▶ _Reading text_
Arts for Social Cohesion (ASC) strengthens relationships of dignity, safety and mutual regard that in turn increase connection and collaboration across differences.

To cultivate these relationships, ASC combines powerful artistic experience with pedagogy to orchestrate conditions making it psychologically safe, easy and fun for people to: be curious, listen generously, get real and connect emotionally in ways that feel alive.

The Center for Combating Antisemitism recently identified ASC as one of three "high potential and high impact…strategic community-based projects well-positioned for moving the needle" toward deeper cross-community understanding. ASC was the sole arts-based initiative.
(Quotes from Center for Combating Antisemitism; Melissa Garlick, Associate Vice President, Center for Combating Antisemitism)

Leadership

ASC is led by Regie Gibson, inaugural poet laureate of the Commonwealth of Massachusetts, and composer/educator Guy Mendilow.

ASC’s strength lies in synthesizing:

  • Rigorous artistry. For example, Regie is MA’s inaugural poet laureate. Guy has been arranging for/directing ensembles on international stages since age 13 (e.g., National Concert Hall, Taipei, Taiwan). Both honed their craft touring and directing on leading performing arts stages since 1998, from Celebrity Series of Boston and  “Promised Land” at Oprah Winfrey’s home to the Krannert Performing Arts Center;

  • Pedagogical expertise (e.g., Professorships at Berklee College of Music; Advanced pedagogy degrees; Residency design from the Navajo Reservation and rural Midwest to metropolitan centers since 1996);

  • Best practices in social psychology, emphasizing seemingly small, precise moves that, when carefully tailored, targeted and timed, make long-lasting, even snowballing impacts in people’s beliefs and inferences about themselves, each other and social situations.

Data items
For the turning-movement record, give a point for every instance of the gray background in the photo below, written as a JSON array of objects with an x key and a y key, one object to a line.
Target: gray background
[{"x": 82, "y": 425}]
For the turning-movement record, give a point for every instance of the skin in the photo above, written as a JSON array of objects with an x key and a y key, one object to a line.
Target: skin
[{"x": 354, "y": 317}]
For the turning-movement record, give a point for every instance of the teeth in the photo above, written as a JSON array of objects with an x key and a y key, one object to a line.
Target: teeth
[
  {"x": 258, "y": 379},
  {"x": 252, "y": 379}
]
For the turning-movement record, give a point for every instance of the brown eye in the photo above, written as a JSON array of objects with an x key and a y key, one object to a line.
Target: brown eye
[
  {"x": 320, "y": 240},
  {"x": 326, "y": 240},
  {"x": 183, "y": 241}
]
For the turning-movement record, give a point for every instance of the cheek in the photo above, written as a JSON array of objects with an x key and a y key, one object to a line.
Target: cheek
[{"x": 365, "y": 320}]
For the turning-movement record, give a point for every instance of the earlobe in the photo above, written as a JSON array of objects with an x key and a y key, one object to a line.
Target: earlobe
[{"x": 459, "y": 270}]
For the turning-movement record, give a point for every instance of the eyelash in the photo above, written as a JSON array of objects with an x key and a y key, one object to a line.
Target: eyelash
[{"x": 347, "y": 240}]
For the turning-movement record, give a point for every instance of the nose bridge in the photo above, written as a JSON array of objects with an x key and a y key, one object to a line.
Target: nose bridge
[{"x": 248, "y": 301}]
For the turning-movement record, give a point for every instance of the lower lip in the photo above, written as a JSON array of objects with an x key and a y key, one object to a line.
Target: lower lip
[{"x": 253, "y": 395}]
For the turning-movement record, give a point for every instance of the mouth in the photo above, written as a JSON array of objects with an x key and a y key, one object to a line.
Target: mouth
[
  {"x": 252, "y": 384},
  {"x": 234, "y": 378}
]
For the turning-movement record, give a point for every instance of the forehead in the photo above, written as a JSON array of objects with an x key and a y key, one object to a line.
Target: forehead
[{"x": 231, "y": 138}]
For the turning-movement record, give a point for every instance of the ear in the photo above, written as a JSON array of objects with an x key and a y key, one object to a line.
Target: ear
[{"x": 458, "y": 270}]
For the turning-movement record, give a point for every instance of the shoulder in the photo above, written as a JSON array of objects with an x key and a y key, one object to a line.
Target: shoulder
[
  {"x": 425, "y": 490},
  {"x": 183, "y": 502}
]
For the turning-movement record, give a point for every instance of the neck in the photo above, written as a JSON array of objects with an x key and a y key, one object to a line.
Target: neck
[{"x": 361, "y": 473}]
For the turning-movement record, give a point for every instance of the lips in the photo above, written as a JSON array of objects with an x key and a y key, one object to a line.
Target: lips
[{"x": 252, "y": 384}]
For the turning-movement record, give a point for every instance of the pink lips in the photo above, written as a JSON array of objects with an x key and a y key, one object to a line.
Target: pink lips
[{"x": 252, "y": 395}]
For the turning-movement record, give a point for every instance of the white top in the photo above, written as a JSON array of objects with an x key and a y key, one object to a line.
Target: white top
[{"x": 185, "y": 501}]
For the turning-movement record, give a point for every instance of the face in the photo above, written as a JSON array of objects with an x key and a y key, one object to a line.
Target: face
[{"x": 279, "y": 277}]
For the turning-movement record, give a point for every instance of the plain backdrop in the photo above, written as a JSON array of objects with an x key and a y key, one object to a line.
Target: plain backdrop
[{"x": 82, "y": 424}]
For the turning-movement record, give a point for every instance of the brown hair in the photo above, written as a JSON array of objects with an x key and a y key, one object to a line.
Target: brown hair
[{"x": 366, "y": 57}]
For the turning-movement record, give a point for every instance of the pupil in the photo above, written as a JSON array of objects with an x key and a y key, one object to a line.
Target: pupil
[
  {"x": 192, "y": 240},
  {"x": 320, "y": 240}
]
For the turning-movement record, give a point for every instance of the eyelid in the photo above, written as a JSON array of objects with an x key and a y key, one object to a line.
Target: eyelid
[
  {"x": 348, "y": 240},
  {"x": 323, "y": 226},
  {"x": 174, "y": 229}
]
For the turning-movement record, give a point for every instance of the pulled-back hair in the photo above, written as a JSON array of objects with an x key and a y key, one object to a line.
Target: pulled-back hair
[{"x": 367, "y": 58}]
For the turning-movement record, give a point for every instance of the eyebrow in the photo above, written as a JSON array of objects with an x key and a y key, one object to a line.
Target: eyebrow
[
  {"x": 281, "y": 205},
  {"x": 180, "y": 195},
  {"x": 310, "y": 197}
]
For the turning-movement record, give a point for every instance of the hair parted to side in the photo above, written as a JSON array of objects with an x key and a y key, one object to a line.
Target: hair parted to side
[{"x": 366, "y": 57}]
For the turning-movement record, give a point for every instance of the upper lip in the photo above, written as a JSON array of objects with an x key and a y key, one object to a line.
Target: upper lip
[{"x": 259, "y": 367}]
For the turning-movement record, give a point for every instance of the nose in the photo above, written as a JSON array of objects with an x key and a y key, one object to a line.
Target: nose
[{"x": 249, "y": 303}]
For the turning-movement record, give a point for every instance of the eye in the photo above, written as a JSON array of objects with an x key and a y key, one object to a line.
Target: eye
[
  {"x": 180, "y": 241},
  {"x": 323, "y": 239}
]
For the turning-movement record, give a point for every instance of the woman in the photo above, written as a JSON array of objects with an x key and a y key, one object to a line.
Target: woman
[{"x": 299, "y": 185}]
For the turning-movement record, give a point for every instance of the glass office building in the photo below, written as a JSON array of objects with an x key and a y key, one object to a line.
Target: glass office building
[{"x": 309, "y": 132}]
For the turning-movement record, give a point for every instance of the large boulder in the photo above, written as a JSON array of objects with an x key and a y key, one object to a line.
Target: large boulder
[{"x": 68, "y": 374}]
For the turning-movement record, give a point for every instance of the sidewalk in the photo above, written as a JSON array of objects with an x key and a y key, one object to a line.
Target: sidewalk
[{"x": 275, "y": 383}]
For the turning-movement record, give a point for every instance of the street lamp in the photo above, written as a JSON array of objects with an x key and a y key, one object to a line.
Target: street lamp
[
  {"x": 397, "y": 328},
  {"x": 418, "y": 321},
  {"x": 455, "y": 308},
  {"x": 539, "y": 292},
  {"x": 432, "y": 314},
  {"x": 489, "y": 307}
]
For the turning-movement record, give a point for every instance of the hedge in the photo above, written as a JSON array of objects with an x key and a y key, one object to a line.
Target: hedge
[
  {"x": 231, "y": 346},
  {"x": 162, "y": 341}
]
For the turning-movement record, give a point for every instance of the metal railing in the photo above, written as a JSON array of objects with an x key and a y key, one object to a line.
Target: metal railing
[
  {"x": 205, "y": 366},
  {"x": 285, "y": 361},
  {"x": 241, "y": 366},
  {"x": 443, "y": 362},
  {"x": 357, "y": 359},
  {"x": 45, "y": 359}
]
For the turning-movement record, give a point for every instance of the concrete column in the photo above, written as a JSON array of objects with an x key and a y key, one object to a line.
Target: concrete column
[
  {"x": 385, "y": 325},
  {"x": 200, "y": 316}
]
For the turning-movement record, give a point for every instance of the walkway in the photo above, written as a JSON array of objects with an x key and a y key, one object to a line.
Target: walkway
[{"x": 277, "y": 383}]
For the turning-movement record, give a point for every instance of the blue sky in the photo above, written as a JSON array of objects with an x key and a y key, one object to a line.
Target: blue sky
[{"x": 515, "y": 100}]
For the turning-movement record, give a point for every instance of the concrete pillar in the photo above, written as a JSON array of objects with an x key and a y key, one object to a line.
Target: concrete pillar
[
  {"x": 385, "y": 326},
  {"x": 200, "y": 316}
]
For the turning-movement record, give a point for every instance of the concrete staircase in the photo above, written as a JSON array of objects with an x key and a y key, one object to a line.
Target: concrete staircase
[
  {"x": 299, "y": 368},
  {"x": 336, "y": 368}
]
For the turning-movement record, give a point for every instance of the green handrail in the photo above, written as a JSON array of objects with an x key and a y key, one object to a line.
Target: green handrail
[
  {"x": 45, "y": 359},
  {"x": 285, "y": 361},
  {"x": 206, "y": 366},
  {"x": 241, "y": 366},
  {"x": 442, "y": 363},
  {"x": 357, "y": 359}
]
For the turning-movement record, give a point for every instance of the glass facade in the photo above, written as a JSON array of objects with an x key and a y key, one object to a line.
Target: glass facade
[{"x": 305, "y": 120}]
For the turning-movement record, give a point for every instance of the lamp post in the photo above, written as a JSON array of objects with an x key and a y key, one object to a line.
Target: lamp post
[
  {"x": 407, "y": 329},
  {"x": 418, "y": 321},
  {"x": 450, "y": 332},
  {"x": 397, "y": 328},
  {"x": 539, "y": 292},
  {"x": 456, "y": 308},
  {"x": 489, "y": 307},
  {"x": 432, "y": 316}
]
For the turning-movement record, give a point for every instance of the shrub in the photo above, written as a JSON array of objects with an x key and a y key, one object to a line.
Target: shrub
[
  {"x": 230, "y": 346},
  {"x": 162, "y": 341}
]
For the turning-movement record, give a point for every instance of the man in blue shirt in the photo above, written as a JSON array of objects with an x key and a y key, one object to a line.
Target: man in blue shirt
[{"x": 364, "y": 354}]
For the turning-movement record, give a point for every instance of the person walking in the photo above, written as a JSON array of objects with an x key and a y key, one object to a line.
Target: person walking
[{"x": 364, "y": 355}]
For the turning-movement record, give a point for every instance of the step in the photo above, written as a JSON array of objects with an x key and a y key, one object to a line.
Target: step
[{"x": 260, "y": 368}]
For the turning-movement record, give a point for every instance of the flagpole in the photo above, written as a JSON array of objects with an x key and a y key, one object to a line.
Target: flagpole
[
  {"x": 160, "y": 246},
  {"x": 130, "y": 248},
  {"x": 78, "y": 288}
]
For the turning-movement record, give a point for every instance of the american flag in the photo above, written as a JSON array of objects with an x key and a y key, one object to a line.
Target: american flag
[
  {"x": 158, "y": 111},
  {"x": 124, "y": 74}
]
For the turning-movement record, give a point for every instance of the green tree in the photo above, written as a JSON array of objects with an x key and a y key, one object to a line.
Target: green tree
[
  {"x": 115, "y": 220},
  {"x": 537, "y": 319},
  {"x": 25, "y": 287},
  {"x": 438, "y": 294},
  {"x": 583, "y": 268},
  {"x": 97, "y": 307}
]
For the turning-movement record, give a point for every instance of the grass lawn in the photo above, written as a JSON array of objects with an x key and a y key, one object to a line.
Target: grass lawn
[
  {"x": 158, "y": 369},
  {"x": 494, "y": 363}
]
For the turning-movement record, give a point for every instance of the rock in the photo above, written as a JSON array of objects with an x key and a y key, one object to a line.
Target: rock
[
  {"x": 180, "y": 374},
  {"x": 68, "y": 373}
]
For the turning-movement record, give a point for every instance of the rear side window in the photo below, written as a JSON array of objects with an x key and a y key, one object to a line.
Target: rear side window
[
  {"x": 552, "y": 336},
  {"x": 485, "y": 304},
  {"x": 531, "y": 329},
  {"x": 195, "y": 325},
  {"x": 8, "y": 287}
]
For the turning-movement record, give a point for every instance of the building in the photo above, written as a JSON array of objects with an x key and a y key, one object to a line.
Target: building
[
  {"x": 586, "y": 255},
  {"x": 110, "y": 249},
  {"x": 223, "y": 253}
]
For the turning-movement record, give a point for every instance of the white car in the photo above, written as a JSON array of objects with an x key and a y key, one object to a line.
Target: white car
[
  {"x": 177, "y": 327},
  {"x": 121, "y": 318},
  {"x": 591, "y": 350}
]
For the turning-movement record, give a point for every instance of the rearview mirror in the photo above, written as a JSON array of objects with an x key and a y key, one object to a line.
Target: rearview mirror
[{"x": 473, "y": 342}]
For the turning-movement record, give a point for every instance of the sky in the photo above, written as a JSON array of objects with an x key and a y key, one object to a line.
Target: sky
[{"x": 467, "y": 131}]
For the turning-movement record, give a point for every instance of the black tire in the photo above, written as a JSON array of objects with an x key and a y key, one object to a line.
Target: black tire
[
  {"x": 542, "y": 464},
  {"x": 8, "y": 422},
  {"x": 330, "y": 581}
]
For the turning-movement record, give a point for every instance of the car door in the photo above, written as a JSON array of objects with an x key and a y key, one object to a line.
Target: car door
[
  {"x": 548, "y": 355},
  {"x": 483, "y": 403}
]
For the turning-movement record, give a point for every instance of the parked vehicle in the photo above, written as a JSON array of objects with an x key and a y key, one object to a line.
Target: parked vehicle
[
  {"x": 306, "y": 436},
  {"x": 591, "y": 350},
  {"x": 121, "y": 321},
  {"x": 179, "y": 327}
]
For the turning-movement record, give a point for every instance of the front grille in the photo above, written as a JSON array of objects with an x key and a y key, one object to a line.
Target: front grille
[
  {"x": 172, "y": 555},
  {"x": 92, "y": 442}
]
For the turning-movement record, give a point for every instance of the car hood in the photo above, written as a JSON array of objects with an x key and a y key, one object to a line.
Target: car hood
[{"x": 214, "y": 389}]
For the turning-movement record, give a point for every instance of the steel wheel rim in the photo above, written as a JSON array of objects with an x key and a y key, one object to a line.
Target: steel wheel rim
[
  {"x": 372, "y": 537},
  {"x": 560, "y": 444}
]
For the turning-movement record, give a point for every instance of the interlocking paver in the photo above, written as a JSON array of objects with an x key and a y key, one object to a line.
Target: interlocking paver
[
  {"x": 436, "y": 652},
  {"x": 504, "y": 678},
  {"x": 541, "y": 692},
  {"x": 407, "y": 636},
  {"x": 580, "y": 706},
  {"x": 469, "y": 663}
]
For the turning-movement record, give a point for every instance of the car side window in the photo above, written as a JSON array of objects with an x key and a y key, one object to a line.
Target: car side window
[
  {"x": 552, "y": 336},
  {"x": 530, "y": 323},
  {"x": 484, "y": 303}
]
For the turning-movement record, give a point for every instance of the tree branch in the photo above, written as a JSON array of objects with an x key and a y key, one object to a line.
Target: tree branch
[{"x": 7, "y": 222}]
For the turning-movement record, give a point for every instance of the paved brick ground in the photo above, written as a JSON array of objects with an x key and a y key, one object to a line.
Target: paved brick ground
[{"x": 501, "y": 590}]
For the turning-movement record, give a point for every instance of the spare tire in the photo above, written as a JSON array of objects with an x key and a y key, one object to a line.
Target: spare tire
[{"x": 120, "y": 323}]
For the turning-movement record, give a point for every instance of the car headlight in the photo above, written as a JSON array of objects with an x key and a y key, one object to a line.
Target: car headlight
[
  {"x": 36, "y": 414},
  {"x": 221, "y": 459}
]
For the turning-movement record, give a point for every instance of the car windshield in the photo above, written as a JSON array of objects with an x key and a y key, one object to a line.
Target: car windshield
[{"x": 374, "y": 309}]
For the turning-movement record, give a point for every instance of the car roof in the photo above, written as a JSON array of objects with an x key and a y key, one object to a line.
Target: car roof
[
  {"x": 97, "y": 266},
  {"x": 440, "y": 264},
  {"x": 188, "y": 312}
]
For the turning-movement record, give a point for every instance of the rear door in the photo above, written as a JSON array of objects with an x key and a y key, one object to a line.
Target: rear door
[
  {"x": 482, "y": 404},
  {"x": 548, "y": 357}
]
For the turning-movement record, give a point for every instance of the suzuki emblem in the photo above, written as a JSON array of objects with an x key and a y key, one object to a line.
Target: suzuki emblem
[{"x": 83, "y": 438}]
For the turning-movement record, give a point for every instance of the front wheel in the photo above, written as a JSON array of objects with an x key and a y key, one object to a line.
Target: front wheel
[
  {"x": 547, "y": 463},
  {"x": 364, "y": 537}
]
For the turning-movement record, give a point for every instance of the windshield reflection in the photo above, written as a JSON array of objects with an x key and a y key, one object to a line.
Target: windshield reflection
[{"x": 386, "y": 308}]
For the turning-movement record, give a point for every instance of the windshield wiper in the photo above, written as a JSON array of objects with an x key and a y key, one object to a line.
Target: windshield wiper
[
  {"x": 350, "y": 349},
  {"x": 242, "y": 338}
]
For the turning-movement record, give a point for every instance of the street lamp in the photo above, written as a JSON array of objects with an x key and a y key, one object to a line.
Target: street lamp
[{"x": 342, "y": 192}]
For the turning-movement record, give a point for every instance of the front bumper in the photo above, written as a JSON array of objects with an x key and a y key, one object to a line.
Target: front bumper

▶ _Task instructions_
**A)** List the things that, according to the Arts for Social Cohesion text, ASC makes it psychologically safe, easy and fun for people to do.
**B)** Find each line in the listing that contains the string "steel", and copy those lines. Case counts.

▶ _The replies_
**A)**
- be curious
- listen generously
- get real
- connect emotionally in ways that feel alive

**B)**
For the turning-movement record, give a point for every instance of the steel wheel rim in the photo above, written as a JSON array of objects with an x key and a y key, one object to a line.
Target: steel wheel rim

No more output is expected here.